» **GIVEN INSTRUCTION**: Select each line in the records below that contains the word "rock" and copy those lines.

===== SUPPLIED INFORMATION =====

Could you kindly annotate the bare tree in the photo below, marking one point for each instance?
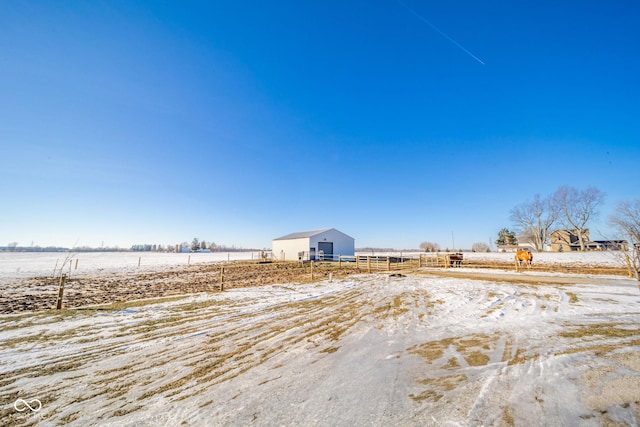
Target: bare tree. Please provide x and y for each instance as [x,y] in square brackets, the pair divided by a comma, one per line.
[535,219]
[627,219]
[577,208]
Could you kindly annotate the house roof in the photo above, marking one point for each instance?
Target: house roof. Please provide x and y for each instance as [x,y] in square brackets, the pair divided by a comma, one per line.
[303,234]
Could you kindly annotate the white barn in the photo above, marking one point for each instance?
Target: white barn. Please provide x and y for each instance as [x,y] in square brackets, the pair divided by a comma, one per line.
[313,245]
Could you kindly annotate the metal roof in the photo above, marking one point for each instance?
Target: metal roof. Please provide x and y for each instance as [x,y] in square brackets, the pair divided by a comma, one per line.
[302,234]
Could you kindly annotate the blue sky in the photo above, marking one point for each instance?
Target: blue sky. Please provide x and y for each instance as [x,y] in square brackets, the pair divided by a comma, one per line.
[155,122]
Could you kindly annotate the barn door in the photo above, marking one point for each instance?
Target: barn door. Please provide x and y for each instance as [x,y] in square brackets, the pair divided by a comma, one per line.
[326,248]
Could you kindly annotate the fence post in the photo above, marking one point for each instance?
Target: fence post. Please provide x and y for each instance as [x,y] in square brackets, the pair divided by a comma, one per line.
[61,291]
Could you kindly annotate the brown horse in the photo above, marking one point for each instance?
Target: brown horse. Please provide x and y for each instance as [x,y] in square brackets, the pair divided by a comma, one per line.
[525,257]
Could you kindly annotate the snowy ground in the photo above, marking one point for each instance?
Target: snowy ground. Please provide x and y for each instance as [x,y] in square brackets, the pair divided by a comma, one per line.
[32,264]
[367,350]
[21,265]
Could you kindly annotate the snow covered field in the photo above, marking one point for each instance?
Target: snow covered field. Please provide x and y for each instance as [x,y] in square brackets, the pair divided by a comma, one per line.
[30,264]
[372,350]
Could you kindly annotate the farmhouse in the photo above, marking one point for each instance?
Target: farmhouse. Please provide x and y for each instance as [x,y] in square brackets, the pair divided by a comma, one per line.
[567,240]
[315,245]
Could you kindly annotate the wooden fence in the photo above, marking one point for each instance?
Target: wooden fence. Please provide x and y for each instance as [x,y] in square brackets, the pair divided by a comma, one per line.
[370,263]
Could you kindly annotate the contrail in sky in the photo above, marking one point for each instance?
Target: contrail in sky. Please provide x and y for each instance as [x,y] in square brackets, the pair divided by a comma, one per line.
[443,34]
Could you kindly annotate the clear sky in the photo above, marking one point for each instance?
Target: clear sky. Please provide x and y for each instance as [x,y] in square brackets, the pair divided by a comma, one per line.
[240,121]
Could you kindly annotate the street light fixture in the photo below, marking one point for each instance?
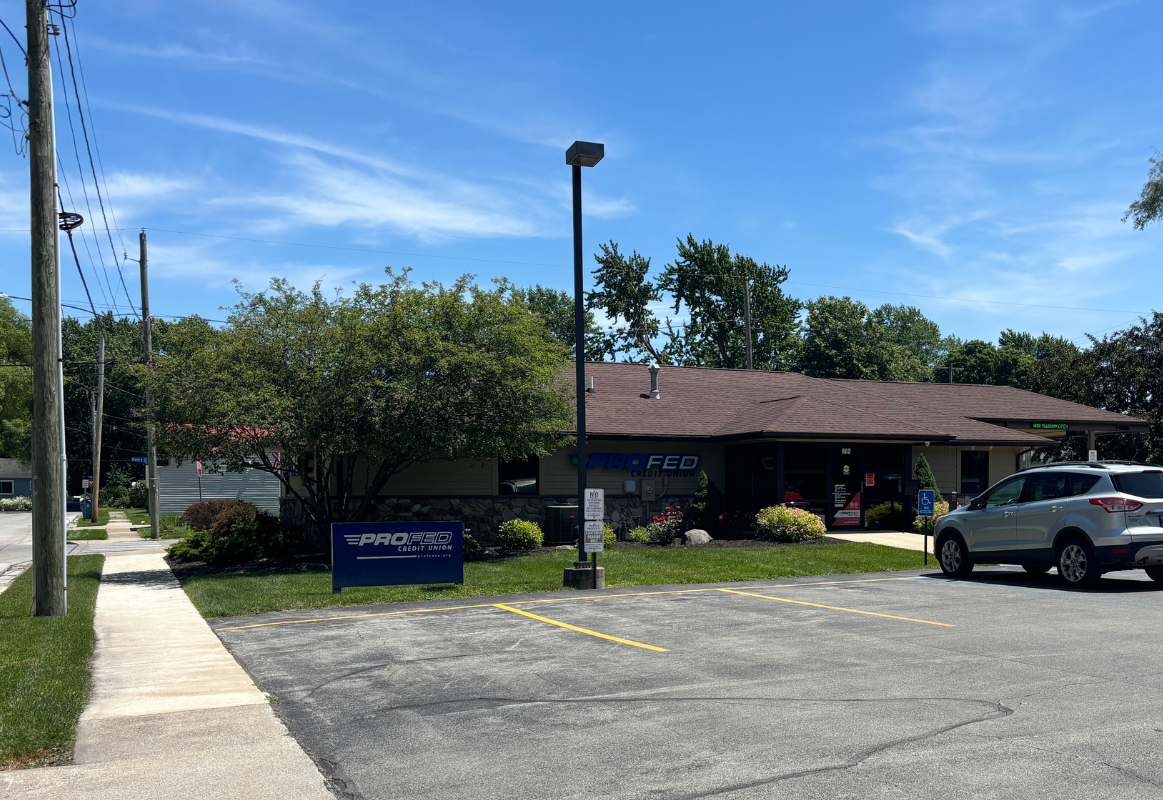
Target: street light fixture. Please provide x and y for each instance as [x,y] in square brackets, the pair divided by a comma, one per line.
[580,154]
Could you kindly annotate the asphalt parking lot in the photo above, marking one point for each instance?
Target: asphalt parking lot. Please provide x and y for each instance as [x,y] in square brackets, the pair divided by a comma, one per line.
[893,685]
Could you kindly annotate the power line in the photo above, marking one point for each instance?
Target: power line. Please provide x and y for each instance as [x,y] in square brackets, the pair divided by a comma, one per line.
[92,164]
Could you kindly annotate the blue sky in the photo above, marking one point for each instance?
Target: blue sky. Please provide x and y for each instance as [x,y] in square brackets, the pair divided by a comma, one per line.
[972,151]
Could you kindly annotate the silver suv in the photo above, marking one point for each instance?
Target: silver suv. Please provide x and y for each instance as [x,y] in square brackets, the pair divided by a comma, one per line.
[1084,519]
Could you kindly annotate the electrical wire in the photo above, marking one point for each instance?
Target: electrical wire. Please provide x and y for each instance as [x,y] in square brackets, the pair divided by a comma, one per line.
[92,164]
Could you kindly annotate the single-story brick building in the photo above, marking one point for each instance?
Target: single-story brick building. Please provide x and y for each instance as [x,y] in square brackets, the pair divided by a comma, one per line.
[835,447]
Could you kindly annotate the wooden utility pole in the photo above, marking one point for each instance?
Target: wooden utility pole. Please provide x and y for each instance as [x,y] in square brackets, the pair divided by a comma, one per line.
[98,419]
[150,444]
[747,319]
[49,597]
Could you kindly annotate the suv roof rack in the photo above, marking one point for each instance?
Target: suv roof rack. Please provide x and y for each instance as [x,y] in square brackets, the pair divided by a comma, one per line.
[1093,465]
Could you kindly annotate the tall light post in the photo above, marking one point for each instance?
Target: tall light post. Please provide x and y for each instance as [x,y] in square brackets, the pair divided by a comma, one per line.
[580,154]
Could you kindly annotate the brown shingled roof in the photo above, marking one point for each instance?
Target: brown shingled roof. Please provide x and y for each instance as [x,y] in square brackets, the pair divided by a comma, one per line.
[737,404]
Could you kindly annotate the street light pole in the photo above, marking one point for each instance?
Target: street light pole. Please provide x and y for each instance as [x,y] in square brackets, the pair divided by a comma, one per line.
[580,154]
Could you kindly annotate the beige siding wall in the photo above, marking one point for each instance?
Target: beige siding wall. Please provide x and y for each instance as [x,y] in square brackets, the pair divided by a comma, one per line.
[946,463]
[558,476]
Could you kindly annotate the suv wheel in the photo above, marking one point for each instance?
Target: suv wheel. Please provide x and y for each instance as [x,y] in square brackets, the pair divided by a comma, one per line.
[953,556]
[1077,565]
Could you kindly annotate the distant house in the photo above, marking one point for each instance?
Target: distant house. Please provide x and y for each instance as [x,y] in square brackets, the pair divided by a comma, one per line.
[179,487]
[15,478]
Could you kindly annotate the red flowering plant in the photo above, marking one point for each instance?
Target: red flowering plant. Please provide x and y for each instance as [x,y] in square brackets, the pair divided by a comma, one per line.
[668,525]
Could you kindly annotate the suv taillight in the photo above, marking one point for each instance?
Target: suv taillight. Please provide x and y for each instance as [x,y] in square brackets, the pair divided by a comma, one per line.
[1113,505]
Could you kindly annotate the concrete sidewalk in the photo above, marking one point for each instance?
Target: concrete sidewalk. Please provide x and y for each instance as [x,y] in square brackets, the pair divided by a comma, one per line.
[171,714]
[889,538]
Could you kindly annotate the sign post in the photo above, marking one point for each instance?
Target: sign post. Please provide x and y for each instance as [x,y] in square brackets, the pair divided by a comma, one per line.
[396,554]
[926,506]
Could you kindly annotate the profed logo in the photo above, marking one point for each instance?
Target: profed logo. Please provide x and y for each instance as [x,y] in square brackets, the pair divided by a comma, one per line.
[639,461]
[415,537]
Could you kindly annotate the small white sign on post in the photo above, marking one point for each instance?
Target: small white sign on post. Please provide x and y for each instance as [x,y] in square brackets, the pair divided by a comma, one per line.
[594,535]
[594,504]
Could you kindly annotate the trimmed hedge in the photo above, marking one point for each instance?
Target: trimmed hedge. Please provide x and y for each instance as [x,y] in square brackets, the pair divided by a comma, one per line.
[782,523]
[520,535]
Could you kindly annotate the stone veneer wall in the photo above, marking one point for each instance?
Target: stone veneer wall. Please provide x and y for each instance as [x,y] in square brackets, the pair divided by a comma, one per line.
[483,515]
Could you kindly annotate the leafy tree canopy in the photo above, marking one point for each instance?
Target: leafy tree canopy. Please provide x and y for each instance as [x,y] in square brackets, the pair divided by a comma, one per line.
[355,390]
[1149,206]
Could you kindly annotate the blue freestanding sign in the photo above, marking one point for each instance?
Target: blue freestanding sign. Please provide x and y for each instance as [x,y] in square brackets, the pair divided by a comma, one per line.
[926,502]
[392,554]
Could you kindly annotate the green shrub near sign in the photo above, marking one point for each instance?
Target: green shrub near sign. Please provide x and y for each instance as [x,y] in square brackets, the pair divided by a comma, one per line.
[520,535]
[783,523]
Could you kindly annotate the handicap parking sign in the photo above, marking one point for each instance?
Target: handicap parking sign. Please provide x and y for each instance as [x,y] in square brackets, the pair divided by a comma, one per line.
[926,500]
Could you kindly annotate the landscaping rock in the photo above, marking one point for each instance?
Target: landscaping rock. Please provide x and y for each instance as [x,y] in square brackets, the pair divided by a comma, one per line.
[696,536]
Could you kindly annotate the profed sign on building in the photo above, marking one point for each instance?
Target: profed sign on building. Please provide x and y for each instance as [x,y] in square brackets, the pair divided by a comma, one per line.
[643,464]
[394,554]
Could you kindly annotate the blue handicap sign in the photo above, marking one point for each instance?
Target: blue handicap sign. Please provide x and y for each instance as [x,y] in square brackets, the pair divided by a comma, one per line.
[926,502]
[393,554]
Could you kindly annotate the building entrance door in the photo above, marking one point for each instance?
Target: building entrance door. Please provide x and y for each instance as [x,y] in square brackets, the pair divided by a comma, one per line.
[844,499]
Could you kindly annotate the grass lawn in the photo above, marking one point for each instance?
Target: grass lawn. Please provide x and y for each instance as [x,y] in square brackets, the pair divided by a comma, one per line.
[92,533]
[44,669]
[228,594]
[102,519]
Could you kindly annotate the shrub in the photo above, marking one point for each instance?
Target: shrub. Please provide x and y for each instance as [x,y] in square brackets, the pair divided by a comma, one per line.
[782,523]
[520,535]
[201,515]
[925,525]
[240,535]
[16,505]
[889,516]
[660,534]
[706,509]
[472,549]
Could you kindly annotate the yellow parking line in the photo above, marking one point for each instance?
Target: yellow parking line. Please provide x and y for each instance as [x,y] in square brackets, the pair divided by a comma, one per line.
[527,602]
[837,608]
[580,630]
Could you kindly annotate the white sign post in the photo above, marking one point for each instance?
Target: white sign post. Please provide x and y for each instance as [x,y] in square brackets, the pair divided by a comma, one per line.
[594,504]
[594,536]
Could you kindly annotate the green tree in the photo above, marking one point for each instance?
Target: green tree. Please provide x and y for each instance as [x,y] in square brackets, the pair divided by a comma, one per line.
[708,283]
[15,383]
[842,338]
[556,308]
[906,327]
[355,390]
[625,294]
[925,477]
[1149,206]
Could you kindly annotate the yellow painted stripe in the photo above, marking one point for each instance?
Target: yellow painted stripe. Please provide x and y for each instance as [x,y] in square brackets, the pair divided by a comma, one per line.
[527,602]
[837,608]
[582,630]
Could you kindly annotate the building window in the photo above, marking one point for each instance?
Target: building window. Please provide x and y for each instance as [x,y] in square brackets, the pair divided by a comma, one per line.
[975,471]
[518,477]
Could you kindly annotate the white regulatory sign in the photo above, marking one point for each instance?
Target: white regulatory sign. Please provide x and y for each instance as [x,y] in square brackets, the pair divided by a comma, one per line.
[594,504]
[594,535]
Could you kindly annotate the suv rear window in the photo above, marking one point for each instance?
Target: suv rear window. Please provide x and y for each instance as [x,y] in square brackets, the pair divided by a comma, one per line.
[1140,484]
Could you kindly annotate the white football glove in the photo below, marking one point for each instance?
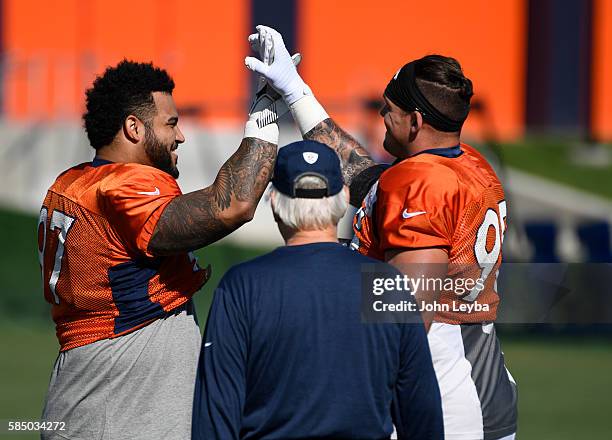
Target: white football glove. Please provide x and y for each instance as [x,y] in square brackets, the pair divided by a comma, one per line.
[260,110]
[268,103]
[280,72]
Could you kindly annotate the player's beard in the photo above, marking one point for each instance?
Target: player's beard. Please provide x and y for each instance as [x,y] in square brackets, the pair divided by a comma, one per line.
[158,153]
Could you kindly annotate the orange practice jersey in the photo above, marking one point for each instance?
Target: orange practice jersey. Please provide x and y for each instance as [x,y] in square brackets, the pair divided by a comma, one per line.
[447,198]
[94,228]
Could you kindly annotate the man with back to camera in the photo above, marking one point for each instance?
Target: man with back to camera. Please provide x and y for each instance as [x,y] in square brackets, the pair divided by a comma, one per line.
[115,242]
[285,353]
[438,211]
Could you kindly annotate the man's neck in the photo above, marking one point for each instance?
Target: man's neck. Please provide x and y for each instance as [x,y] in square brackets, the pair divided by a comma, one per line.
[297,238]
[427,141]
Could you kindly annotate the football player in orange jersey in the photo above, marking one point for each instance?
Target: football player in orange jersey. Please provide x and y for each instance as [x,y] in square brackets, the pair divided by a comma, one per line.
[115,242]
[437,212]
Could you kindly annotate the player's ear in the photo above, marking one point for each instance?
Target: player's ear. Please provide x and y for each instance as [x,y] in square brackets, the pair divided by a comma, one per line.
[133,129]
[416,122]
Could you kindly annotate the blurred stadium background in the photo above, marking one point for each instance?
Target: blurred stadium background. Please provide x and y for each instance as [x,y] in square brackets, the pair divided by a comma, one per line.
[542,114]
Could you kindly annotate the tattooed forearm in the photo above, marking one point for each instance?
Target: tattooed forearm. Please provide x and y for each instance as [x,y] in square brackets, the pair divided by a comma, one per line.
[199,218]
[354,157]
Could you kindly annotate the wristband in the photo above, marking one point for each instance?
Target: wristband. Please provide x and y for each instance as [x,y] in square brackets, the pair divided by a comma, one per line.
[307,113]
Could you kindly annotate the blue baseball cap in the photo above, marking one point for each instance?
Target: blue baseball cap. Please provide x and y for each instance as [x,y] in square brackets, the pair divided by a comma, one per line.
[307,158]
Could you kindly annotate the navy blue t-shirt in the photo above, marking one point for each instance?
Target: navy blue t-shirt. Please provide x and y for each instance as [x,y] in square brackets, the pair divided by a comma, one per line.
[285,355]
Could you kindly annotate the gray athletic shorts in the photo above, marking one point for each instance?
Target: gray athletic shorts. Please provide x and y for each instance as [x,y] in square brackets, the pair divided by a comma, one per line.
[136,386]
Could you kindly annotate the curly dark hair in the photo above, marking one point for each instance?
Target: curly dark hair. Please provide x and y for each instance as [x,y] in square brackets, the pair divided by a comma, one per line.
[123,90]
[444,84]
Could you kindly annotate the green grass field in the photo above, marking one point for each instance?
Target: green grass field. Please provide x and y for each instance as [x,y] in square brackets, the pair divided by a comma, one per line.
[565,385]
[552,159]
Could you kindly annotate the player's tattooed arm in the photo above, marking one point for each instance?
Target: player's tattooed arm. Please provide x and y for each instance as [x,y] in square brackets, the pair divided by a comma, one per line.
[202,217]
[354,157]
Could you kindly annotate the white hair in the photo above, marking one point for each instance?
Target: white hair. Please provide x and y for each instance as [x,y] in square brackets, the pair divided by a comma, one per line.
[308,214]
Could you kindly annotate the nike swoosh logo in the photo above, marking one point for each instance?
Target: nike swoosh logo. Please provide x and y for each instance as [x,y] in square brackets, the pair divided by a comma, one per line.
[150,193]
[407,214]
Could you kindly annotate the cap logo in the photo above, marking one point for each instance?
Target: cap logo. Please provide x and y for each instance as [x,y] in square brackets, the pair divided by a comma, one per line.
[310,157]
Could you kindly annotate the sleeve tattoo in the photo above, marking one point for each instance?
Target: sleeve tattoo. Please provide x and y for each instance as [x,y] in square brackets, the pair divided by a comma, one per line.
[353,156]
[202,217]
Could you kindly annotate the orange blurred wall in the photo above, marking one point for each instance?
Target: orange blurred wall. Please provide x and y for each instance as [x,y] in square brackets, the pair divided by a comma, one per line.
[56,48]
[601,88]
[352,48]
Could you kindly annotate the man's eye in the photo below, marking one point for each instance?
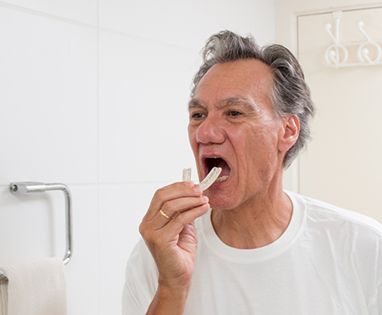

=====

» **WRITTEN ANSWER**:
Could you kindly annotate the landscaping rock in the photo above, marking one point for each instance?
Target: landscaping rock. Please provide x and y for each instance as [x,y] in square brackets, the pair divided by a comma, one per line.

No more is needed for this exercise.